Trecho fornecido.
Podem-se encontrar rastros dessa compreensão do "estranho" presente no autismo a partir da aproximação que Freud (1919/2010) faz da epilepsia e da loucura. Para o autor, nesses dois casos, observa-se a ação nos semelhantes de forças desconhecidas; no entanto, há a vaga consciência de que essas forças remotas fazem parte do próprio ser. Martini e Júnior (2010) apontam que o "estranho" não é apenas o que está recalcado, sendo o seu retorno o responsável por produzir esse efeito: o desvelamento do que deveria estar mantido oculto e vem à tona é exatamente o que causa a indistinção entre o "estranho" e o familiar. Dessa forma, talvez seja possível considerar que o encontro com crianças diagnosticadas com Transtorno do Espectro Autista (TEA) suscita o contato e o desvelamento das forças desconhecidas que, insuspeitadamente, compõem o ser.

A angústia nos aproxima desse "estranho" e sustenta também o pilar da torre de Babel que se formou ao redor do autismo. As disputas apaixonadas que se travam quanto à etiologia e a melhores tratamentos parecem conduzir os profissionais a essa mesma confusão de línguas. Estabelecem-se posições enrijecidas que buscam pleitear para si a verdade sobre o fenômeno autístico, sem possibilitar a circulação da palavra.

O que fazer.
• a. Resuma em duas frases o trecho sobre o autismo e o "estranho".
• b. Atualize o trecho sobre o autismo e o "estranho", da passagem que começa em "Podem-se encontrar rastros" até a que termina em "compõem o ser.", trocando "epilepsia" por "histeria".
As linhas que vêm depois deste trecho não são usadas aqui.

Dados de entrada.
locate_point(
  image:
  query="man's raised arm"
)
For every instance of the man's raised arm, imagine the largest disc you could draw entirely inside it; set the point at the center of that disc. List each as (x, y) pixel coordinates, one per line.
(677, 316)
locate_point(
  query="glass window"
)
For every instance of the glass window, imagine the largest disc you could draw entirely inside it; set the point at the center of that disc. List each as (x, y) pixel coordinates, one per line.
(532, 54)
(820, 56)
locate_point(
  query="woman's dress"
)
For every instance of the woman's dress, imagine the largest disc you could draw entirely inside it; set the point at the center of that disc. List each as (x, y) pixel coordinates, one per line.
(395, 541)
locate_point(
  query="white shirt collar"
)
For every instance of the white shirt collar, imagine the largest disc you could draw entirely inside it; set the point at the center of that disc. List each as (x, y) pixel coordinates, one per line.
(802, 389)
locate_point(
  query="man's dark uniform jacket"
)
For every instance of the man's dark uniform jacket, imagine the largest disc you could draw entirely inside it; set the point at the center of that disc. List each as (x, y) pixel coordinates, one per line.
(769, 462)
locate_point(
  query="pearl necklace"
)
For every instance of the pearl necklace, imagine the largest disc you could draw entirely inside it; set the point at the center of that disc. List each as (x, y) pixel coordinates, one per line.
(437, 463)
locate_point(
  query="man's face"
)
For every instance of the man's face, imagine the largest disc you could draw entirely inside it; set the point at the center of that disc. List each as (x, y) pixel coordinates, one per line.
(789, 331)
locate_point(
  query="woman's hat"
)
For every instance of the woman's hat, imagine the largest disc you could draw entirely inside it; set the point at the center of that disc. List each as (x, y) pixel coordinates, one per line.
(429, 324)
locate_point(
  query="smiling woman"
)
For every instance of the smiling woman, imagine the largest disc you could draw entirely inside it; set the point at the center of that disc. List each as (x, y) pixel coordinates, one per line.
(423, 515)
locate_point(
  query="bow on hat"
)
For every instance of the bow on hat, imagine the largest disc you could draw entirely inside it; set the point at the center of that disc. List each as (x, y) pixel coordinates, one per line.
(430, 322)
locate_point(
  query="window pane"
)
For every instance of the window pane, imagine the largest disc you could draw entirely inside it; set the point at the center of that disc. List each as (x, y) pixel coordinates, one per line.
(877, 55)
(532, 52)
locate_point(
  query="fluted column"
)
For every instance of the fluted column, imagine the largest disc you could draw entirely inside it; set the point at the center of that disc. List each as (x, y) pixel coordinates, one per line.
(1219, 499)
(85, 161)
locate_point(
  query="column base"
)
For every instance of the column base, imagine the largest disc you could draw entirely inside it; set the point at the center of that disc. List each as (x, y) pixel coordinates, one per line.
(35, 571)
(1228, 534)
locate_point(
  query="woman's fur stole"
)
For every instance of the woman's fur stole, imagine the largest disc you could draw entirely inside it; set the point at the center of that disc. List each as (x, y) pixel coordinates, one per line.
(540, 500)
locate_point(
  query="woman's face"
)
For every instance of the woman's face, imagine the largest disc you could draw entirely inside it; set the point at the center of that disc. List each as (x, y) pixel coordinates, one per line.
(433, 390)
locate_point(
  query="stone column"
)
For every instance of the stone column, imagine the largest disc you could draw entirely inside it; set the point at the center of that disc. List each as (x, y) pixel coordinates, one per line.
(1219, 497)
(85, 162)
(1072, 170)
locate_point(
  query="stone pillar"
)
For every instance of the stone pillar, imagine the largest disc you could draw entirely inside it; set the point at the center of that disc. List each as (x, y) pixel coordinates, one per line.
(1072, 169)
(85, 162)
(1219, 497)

Respostas.
• a. Apoiado em Freud e em Martini e Júnior, o trecho sugere que o encontro com crianças diagnosticadas com TEA suscita o desvelamento de forças desconhecidas que compõem o próprio ser, o que se liga ao "estranho". A angústia diante desse "estranho" sustenta a torre de Babel formada ao redor do autismo, e as disputas sobre etiologia e tratamentos parecem levar os profissionais a posições enrijecidas que não permitem a circulação da palavra.

• b.
Podem-se encontrar rastros dessa compreensão do "estranho" presente no autismo a partir da aproximação que Freud (1919/2010) faz da histeria e da loucura. Para o autor, nesses dois casos, observa-se a ação nos semelhantes de forças desconhecidas; no entanto, há a vaga consciência de que essas forças remotas fazem parte do próprio ser. Martini e Júnior (2010) apontam que o "estranho" não é apenas o que está recalcado, sendo o seu retorno o responsável por produzir esse efeito: o desvelamento do que deveria estar mantido oculto e vem à tona é exatamente o que causa a indistinção entre o "estranho" e o familiar. Dessa forma, talvez seja possível considerar que o encontro com crianças diagnosticadas com Transtorno do Espectro Autista (TEA) suscita o contato e o desvelamento das forças desconhecidas que, insuspeitadamente, compõem o ser.